* **WHAT IS EXPECTED**
Render every line of the rows below as a JSON list of strings, one string per line with blank lines omitted. Leave the pictures out of the list.

* **RECORDS FOR THE TASK**
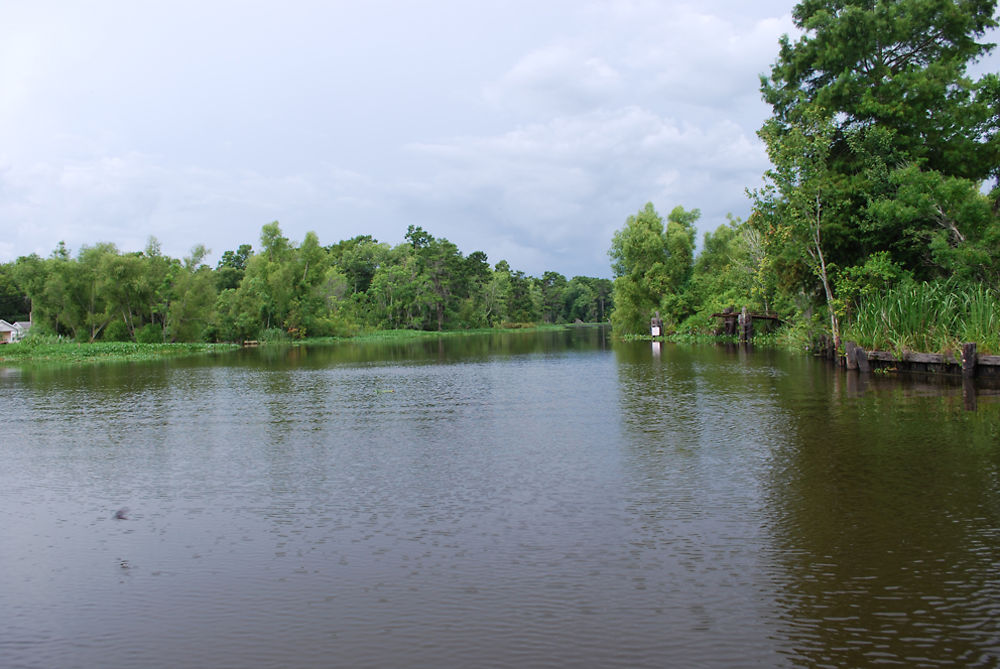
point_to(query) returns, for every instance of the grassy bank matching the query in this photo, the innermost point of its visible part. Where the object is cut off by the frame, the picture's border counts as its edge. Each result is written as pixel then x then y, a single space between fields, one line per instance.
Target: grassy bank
pixel 53 350
pixel 47 349
pixel 928 318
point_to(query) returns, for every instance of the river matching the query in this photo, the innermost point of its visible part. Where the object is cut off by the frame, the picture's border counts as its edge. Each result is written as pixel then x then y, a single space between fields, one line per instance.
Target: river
pixel 548 499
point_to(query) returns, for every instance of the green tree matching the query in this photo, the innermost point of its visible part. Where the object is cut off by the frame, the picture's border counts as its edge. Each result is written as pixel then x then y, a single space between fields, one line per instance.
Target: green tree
pixel 799 194
pixel 891 77
pixel 639 255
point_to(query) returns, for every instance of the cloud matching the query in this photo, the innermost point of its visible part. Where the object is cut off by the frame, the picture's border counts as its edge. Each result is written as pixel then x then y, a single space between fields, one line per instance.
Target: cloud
pixel 566 184
pixel 555 78
pixel 126 198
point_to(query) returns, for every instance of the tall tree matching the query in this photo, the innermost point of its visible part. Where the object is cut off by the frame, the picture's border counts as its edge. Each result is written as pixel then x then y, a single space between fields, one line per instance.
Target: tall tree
pixel 639 254
pixel 796 199
pixel 891 77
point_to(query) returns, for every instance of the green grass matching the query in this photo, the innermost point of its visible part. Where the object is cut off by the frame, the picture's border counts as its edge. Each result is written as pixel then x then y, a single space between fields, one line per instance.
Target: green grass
pixel 43 349
pixel 403 335
pixel 50 349
pixel 929 318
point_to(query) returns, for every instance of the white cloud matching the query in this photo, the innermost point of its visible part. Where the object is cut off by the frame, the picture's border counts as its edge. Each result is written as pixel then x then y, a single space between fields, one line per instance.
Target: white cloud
pixel 528 131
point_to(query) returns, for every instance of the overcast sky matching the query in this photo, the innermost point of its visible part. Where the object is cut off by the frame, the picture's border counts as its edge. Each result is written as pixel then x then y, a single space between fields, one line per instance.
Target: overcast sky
pixel 527 130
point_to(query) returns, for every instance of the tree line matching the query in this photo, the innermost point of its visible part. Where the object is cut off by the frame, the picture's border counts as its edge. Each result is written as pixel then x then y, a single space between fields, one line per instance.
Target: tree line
pixel 286 289
pixel 885 157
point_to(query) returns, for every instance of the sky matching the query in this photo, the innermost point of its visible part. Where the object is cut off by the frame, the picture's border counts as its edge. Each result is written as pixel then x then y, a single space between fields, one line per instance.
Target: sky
pixel 528 130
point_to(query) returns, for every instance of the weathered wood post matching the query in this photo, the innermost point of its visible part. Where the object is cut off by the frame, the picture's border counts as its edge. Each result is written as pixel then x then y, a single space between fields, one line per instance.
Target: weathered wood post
pixel 861 356
pixel 851 355
pixel 745 326
pixel 730 322
pixel 969 360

* **RESPONSE**
[
  "point_to(query) returns, for every instance of the grassy bank matching the query in this photo, the innermost point of its visible part. Where the object is cut off by the frame, the picture's border counts as its edge. Each result is written as pixel then x then y, a single space between fields, one line per instance.",
  "Target: grassy bank",
  "pixel 53 350",
  "pixel 47 349",
  "pixel 928 318",
  "point_to(query) returns, for every instance of the river matching the query in this photo, the innermost point of its visible part. Where the object is cut off by the frame, the picture's border counts as its edge. Each result is written as pixel then x then y, a single space between fields, one line per instance.",
  "Target: river",
  "pixel 548 499",
  "point_to(query) returns, for every instance of the green tree matching the query in this photo, the innermost point of its visible part. Where the object is cut off by the frame, the picture's border counts as its edge. Each result is written as pixel then x then y, a single space between fields, one line per instance.",
  "Target: green tree",
  "pixel 799 194",
  "pixel 891 77",
  "pixel 639 255",
  "point_to(query) returns, for every instance of the cloud matching the query in this photo, the innermost point of its visible part. Where the object is cut off by the frame, the picture's border counts as its edge. Each result is written as pixel then x then y, a single space between fields, one line per instance.",
  "Target: cloud",
  "pixel 566 184",
  "pixel 555 78",
  "pixel 126 198",
  "point_to(query) returns, for every instance of the tall tree matching the query in this photo, the innermost point of its visible part. Where the object is cut off by the frame, the picture's border counts as its edge. Each result is written as pixel then x then y, a single space between fields, one line per instance.",
  "Target: tall tree",
  "pixel 639 254",
  "pixel 796 199",
  "pixel 891 77",
  "point_to(query) returns, for every instance of the green grass matching the query in this photo, the innermost point of its visible part. Where the object is cut off by the frame, the picture's border counts as its edge. Each result is written as pixel then x then y, a single space between fields, one line per instance.",
  "Target: green grass",
  "pixel 43 349",
  "pixel 403 335",
  "pixel 50 349",
  "pixel 929 318",
  "point_to(query) returns, for every instance of the white cloud matching the query in this photo, the innermost point of its visible part. Where the object is cut off by the frame, the picture's border counts as its edge. Each result is written as pixel then x then y, a single space between fields, one line per instance.",
  "Target: white cloud",
  "pixel 528 131",
  "point_to(query) returns, for every instance of the overcast sky matching the query in this photo, the innermost point of its visible part. Where the object is cut off by the frame, the picture's border counts as its edge. Each result is written as pixel then x then y, a single space between fields, one line per instance.",
  "Target: overcast sky",
  "pixel 527 130",
  "point_to(query) returns, for every instance of the tree line matching the query in this photo, the innermost point of its visible part. Where the object is cut off by the frame, the picture's border counts as its edge. Each result is written as pixel then x then y, a single space between fields, one line per instance.",
  "Target: tree line",
  "pixel 286 289",
  "pixel 885 157",
  "point_to(query) returns, for every instance of the sky matching the query in this photo, the innermost point of its visible part. Where the object is cut off by the frame, the picture's border counts as its edge. Each result is written as pixel then x then y, a single space between fields, one line per instance.",
  "Target: sky",
  "pixel 528 130",
  "point_to(query) returns, for every instance of the weathered wood post matching the query in this photo, the innermost point of its visible part. Where the object is cut off by the frame, the picture's border counts as its edge. Each result is written as pixel then x then y, a single space between fields, one line per instance.",
  "Target: weathered wood post",
  "pixel 861 356",
  "pixel 851 355",
  "pixel 745 326",
  "pixel 730 322",
  "pixel 969 360"
]